* Pedidos *
(1) Reproduz fielmente o trecho do texto sobre o Dia de África que vai de "Observação: na Língua" até "Dia de África?", inclusive.
(2) Indica se cada afirmação está de acordo com o texto sobre o Dia de África. Responde sim ou não e cita exatamente as palavras do texto que o decidem: (a) Passaram 58 anos sobre a criação da OUA. (b) Mofina Mendes vendeu os ovos na feira. (c) O «Auto de Mofina Mendes» é de um dramaturgo do século XVIII.

* Texto fornecido *
Dia de
África
Hoje
celebra-se mais uma efeméride. As celebrações
devem sempre levar-nos a evocar os aspectos e as realizações positivas. Mas, infelizmente, de positivos ficaram apenas a gesta das independências e as
eventuais boas intenções dos chamados libertadores de África. A realidade posterior
tem sido o desastre que ainda hoje se assiste.
“Que
contas de negregrura”? disse um dos pastores/personagens do «Auto de Mofina
Mendes» do grande dramaturgo português Gil Vicente, séc. XVI, quando a
protagonista, Mofina Mendes, apresentava ao amo, o resultado da não venda dos
ovos na feira, pois que ela os havia deixado cair e quebrarem-se todos, durante
a dança que fez na feira.
Observação: na Língua portuguesa do século
XVI, “contas de negregura” significavam: “más contas”. Esclarecido o aparente
trocadilho e, teatro aparte, vamos à realidade africana actual, não sem antes
questionar:
"Mutatis
mutandi", serão estas as contas que os governos africanos apresentam
hoje aos seus compatriotas, passados que são 58 anos sobre a criação da OUA e
do Dia de África?

(Entradas do conjunto de dados de apontamento)
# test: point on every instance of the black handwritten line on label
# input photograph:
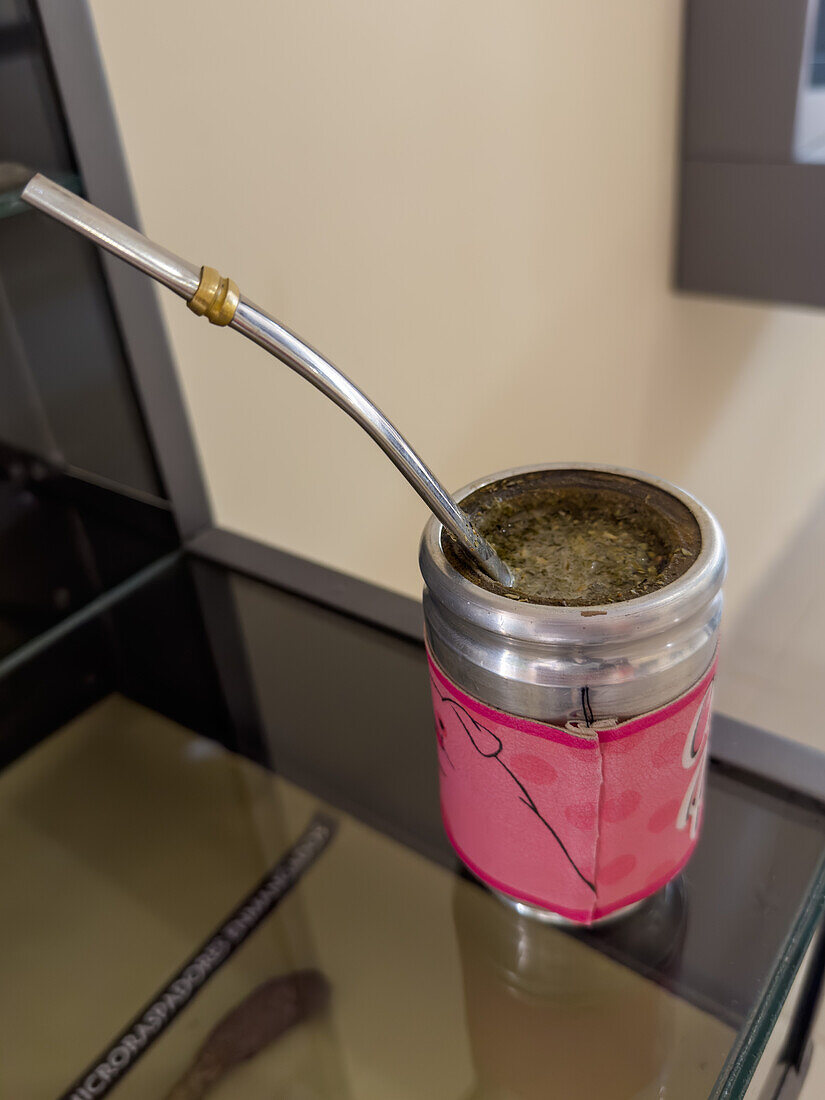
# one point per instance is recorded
(153, 1020)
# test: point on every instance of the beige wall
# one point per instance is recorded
(469, 207)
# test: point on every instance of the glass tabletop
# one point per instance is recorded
(227, 715)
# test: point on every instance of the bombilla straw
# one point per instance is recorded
(219, 298)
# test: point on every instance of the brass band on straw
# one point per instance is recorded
(216, 298)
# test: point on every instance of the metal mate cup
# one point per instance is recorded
(572, 740)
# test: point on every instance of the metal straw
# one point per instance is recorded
(219, 299)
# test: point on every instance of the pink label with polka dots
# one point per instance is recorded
(580, 821)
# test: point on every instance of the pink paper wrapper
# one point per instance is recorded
(580, 821)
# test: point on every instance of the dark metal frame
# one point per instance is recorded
(750, 221)
(81, 85)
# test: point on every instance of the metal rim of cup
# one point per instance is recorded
(639, 617)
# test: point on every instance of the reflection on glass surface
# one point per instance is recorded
(125, 840)
(809, 138)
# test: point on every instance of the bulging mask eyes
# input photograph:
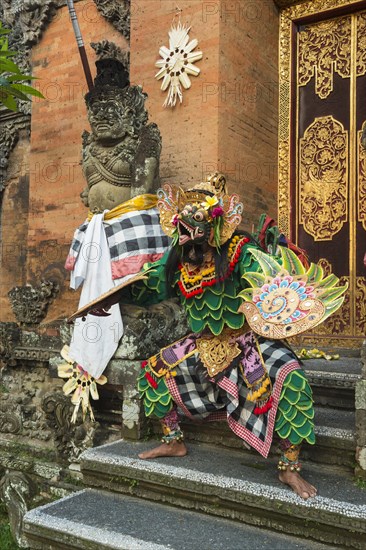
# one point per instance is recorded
(198, 216)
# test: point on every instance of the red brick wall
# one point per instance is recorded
(248, 103)
(227, 121)
(56, 180)
(14, 225)
(228, 118)
(190, 129)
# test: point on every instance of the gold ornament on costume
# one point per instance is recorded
(286, 299)
(177, 63)
(218, 352)
(80, 383)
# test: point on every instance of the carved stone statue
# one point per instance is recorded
(121, 154)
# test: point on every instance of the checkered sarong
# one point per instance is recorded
(201, 397)
(134, 239)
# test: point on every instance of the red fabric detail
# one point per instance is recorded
(265, 408)
(151, 381)
(132, 264)
(263, 447)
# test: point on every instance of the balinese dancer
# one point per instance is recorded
(234, 365)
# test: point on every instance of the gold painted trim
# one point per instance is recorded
(287, 18)
(323, 186)
(353, 172)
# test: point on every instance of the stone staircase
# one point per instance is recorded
(221, 495)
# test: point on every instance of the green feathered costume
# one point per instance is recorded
(225, 370)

* Respostas às tarefas *
(1)
Observação: na Língua portuguesa do século
XVI, “contas de negregura” significavam: “más contas”. Esclarecido o aparente
trocadilho e, teatro aparte, vamos à realidade africana actual, não sem antes
questionar:
"Mutatis
mutandi", serão estas as contas que os governos africanos apresentam
hoje aos seus compatriotas, passados que são 58 anos sobre a criação da OUA e
do Dia de África?

(2)
(a) Sim: "passados que são 58 anos sobre a criação da OUA".
(b) Não: "o resultado da não venda dos ovos na feira, pois que ela os havia deixado cair e quebrarem-se todos".
(c) Não: "do grande dramaturgo português Gil Vicente, séc. XVI".